> [Things to do]:
- 1) In the DeepSpeech forum post, which Python version does the TensorFlow Lite environment use?
- 2) Pick up the DeepSpeech forum post after its last sentence and continue writing it.

> [Exercise passage]:
* * * * * * *

How much audio is that ? The difference is not that huge, it seems the Jetson Nano is more efficient than the RPi3.
I prepared 2 different environments (docker) to compare the performance between deepspeech
with tensorflow (3.6 someone release Releases · domcross/DeepSpeech-for-Jetson-Nano · GitHub)
and
with tensorflow lite(python3.7, you provided)
For python3.6
As someone released the deepspeech 6.0 for Arm64 in Releases · domcross/DeepSpeech-for-Jetson-Nano · GitHub
1.I Downloaded the DeepSpeech-0.6.0 wheel from this release, then pip3.6 install deepspeech-0.6.0-cp36-cp36m-linux_aarch64.whl
2. Download the libdeepspeech.so file as well and put it in your search path.
Did I miss any step?
And please kindly tell the fuction of libdeepspeech.so #if I only used python, do I need libdeepspeech.so also?
In your 7.0 release page there is no specific version of libdeepspeech.so for Arm64
Does that mean there is no need to update the libdeepspeech.so?

* * * * * * *

> [Information shown]:

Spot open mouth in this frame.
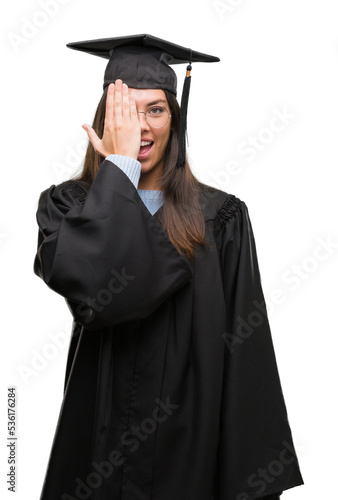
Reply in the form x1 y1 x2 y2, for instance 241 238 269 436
137 141 154 160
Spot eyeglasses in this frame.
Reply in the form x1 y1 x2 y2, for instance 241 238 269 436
138 106 171 128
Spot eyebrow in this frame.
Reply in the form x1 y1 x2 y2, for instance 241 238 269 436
147 99 167 106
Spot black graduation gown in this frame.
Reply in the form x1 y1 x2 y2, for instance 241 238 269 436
34 160 303 500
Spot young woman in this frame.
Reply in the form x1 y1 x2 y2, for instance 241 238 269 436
34 35 303 500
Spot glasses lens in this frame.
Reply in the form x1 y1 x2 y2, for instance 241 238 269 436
146 106 169 128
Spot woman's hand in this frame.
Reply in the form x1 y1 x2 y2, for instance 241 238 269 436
82 80 141 160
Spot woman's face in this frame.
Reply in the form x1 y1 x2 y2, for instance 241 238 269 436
129 88 171 179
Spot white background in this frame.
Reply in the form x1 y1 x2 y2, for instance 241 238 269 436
0 0 338 500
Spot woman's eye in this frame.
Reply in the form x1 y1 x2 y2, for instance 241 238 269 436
148 106 164 115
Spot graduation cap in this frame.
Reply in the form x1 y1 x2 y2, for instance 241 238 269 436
67 34 220 167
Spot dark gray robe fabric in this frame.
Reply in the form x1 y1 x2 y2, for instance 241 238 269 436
34 161 303 500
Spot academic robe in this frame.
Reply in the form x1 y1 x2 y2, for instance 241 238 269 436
34 160 303 500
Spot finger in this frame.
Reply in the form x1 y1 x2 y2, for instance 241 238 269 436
114 80 122 119
104 83 115 126
122 83 130 118
129 96 138 120
82 124 101 151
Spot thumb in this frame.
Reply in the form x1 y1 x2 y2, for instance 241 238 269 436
82 123 101 151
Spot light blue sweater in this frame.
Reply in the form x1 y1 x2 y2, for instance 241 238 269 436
106 155 164 215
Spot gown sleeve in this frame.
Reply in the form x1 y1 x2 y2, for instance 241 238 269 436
214 195 303 500
34 160 192 330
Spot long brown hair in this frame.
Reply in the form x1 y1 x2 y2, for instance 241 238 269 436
76 88 208 259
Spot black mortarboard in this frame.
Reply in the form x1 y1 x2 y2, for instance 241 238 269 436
67 34 219 167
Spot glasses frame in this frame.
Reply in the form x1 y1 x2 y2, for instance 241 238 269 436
138 106 172 129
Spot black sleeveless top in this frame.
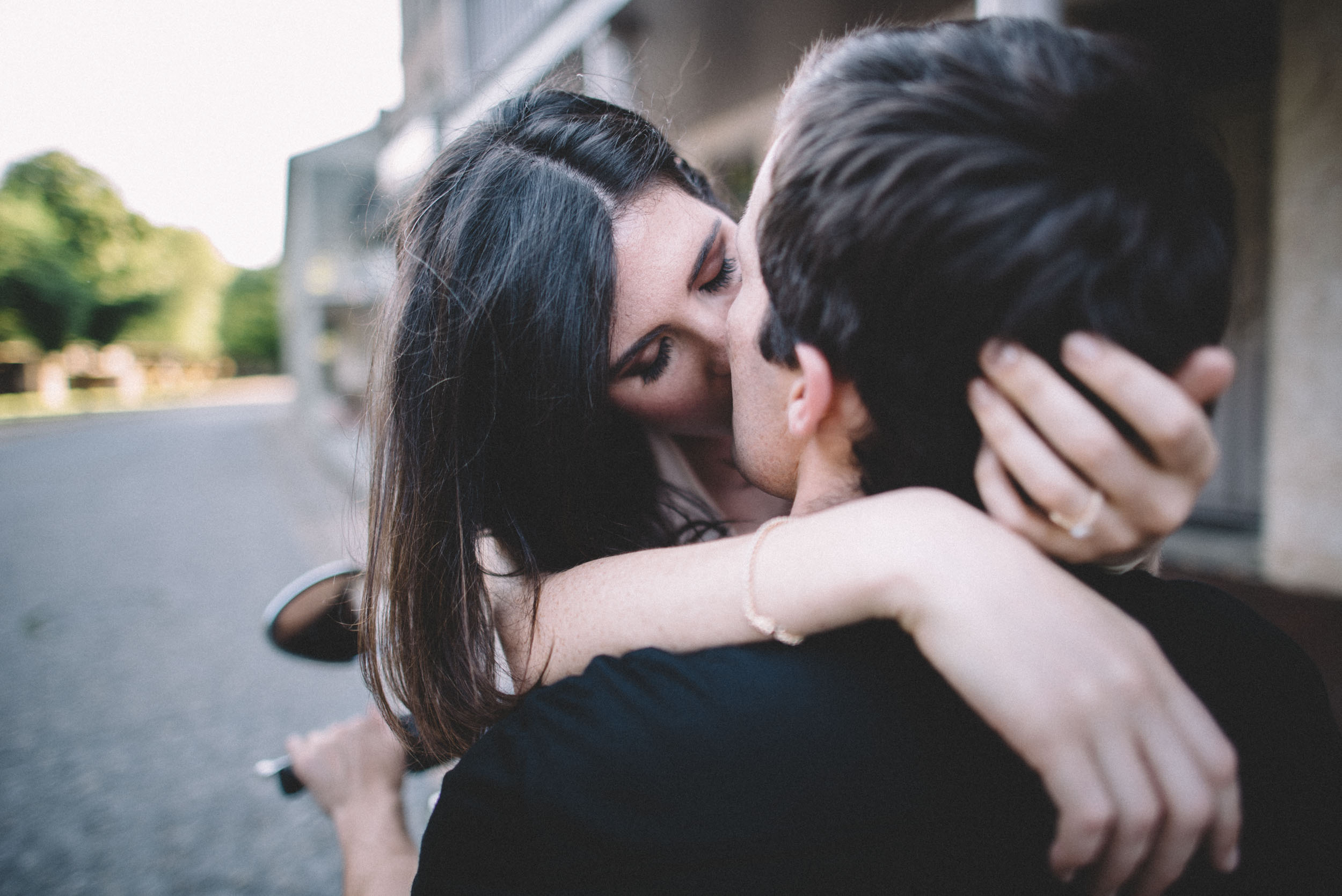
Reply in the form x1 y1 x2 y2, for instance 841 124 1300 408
413 571 1342 896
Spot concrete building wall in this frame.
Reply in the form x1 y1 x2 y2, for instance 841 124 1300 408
1263 0 1342 594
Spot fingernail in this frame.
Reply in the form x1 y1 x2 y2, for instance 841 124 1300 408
1063 333 1099 361
984 339 1020 368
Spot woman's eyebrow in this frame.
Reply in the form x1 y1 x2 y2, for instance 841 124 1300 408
611 325 666 376
684 217 722 290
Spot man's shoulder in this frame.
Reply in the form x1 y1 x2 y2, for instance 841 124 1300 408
421 624 1031 892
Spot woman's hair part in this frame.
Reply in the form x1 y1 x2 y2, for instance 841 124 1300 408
361 90 718 758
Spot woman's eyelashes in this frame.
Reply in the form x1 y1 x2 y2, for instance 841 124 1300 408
699 255 737 293
631 337 671 385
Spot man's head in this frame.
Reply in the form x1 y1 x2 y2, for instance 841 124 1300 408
732 19 1234 500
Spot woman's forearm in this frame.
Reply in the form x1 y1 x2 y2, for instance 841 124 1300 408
499 488 966 688
332 794 419 896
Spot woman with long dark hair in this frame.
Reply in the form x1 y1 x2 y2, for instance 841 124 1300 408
295 91 1237 891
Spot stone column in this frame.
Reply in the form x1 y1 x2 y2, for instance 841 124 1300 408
1263 0 1342 595
974 0 1063 24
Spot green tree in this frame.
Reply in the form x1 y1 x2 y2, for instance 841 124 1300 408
219 267 279 373
0 151 234 355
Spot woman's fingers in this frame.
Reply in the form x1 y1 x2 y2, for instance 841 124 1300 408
969 380 1145 563
981 341 1159 509
1168 680 1242 872
1038 742 1115 882
1173 345 1235 405
1090 729 1164 895
1062 333 1219 488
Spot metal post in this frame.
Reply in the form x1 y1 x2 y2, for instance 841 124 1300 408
974 0 1063 24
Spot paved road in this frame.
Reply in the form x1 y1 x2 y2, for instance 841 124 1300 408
0 405 429 896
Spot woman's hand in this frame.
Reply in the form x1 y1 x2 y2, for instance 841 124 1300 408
285 710 419 896
898 490 1240 896
969 333 1235 563
285 710 405 817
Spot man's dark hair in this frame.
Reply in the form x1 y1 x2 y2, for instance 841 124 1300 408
760 19 1234 503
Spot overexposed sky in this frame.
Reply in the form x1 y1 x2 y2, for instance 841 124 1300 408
0 0 402 267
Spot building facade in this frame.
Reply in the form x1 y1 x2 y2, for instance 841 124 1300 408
283 0 1342 595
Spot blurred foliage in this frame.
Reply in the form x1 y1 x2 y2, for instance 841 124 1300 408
0 151 235 357
219 267 279 374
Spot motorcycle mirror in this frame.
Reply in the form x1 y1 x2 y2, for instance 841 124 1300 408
265 560 364 662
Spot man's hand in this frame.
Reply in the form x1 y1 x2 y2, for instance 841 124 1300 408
969 333 1235 563
901 492 1240 896
285 710 419 896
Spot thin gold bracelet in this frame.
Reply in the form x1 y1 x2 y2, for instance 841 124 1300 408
741 516 804 646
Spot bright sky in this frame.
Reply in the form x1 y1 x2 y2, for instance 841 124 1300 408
0 0 402 267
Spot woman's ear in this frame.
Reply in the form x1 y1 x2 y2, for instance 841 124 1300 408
788 342 835 439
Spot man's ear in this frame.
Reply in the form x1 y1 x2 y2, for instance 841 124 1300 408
788 342 835 439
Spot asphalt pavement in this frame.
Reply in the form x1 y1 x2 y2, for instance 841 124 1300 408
0 405 432 896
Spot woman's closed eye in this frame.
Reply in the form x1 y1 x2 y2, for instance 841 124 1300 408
699 255 737 293
625 336 671 385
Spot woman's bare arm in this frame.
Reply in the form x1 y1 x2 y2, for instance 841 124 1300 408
501 490 1240 893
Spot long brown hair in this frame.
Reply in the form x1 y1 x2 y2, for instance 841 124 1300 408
361 90 718 758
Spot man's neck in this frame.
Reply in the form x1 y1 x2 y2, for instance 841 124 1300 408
792 440 862 516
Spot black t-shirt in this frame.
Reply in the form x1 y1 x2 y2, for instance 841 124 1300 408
413 573 1342 896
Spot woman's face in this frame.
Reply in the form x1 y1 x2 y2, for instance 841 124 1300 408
611 186 741 436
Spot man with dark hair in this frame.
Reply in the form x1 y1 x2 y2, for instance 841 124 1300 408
405 16 1342 893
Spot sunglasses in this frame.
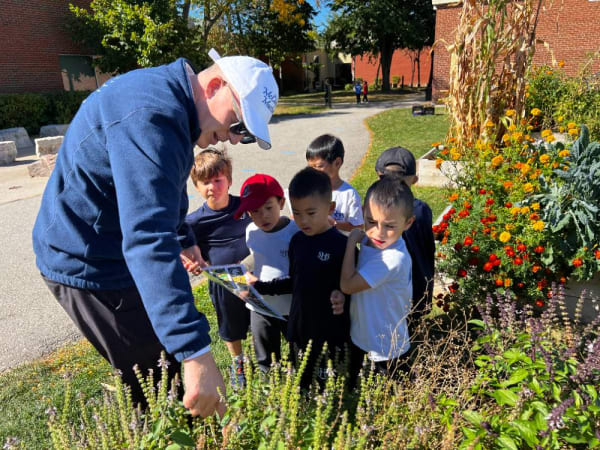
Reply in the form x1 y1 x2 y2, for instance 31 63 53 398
227 85 256 144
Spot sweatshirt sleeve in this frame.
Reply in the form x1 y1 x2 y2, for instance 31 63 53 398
106 109 210 361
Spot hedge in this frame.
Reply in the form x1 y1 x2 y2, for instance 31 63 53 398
0 91 90 134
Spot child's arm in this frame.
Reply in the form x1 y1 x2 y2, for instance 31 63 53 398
340 229 371 294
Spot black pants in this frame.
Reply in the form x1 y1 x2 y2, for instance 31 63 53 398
43 277 181 407
250 311 287 372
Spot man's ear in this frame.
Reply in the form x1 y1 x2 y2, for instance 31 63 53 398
204 76 225 98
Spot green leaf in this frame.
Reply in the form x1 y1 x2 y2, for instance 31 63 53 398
496 434 518 450
500 368 529 387
491 389 519 406
171 431 196 447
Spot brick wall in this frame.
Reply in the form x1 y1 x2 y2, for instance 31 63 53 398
0 0 90 94
354 47 431 86
433 0 600 99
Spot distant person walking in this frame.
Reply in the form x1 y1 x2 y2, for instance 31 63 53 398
354 80 362 105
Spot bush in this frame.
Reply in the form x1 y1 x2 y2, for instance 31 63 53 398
0 91 90 134
434 109 600 308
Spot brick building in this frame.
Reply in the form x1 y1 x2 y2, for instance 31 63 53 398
432 0 600 99
0 0 108 94
354 47 431 86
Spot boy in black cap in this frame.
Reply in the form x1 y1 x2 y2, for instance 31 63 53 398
375 147 435 335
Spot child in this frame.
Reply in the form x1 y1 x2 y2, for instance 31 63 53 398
185 148 250 388
375 147 435 332
306 134 364 235
254 167 349 388
340 177 414 384
235 174 299 372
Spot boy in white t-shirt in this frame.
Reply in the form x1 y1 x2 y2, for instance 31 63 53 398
235 174 299 372
306 134 364 235
340 177 415 381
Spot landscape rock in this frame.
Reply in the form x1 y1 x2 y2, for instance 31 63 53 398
40 123 69 138
27 154 57 177
0 127 33 152
35 136 64 158
0 141 17 166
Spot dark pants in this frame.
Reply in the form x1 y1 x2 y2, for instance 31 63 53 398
350 342 410 389
250 311 287 372
43 277 181 407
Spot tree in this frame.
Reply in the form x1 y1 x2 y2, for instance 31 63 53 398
68 0 234 73
326 0 435 91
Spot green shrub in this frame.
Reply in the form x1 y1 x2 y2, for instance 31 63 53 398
0 91 90 134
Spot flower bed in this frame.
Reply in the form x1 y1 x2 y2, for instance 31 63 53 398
434 109 600 308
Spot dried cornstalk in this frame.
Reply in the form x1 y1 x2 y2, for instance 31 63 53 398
446 0 542 148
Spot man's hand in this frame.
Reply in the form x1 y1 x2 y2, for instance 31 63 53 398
179 245 208 275
183 352 226 417
329 289 346 316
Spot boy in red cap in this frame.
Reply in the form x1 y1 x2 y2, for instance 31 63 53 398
235 173 299 372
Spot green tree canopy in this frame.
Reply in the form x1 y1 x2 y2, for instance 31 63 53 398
325 0 435 91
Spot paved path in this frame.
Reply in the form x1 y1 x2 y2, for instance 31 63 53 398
0 97 422 372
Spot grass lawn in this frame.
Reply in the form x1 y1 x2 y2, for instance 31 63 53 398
0 104 447 449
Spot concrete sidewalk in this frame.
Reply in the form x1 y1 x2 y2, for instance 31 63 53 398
0 99 422 372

* * * * * * *

> [Set of answers]:
- 1) Python 3.7

- 2)
Sorry for the long post
And thank you in advance for your patience and help.
lissyx
((slow to reply) [NOT PROVIDING SUPPORT])
10
So you are comparing using someone else’s release ?
You can’t seriously rely on that for measuring memory usage.
What libdeepspeech.so are you refering to?
This is useless, we have ARM64 TensorFlow builds for 0.6.1 as well. Again, you can’t compare seriously using random sources like that.
Those figures holds. They were measured on desktop builds, AMD64, through analyzing of memory allocation using valgrind massif. Please replicate accordingly to verify correctly.
THere is no “7.0”, there are only some 0.7.0 alpha builds, and they have ARM64 builds …
lissyx
((slow to reply) [NOT PROVIDING SUPPORT])
11
In my understand python binding(.whl file?) is like a wrapper to call the C compiled library->libdeepspeech.so. Is it unnecessary for merely python usage?
I can’t find libdeepspeech.so in your release page for Arm64.
Sorry for the typo ,I did used the 0.7.0 alpha1 version.
Thank you for your time.
lissyx
((slow to reply) [NOT PROVIDING SUPPORT])
13
Please don’t use 0.6.0 on TFLite, there was a bug.
I insist, we have 0.6.1 and 0.7.0 alpha that is compatible with 0.6.1 model, and 0.6.1 on ARM64 uses the TensorFlow runtime when the 0.7.0 alpha uses the TFLite runtime. There is no need to use any third-party that we don’t know what they did.
There’s no magic, it’s all visible in the git tree: it’s using the libdeepspeech.so. I don’t get the second part of your question.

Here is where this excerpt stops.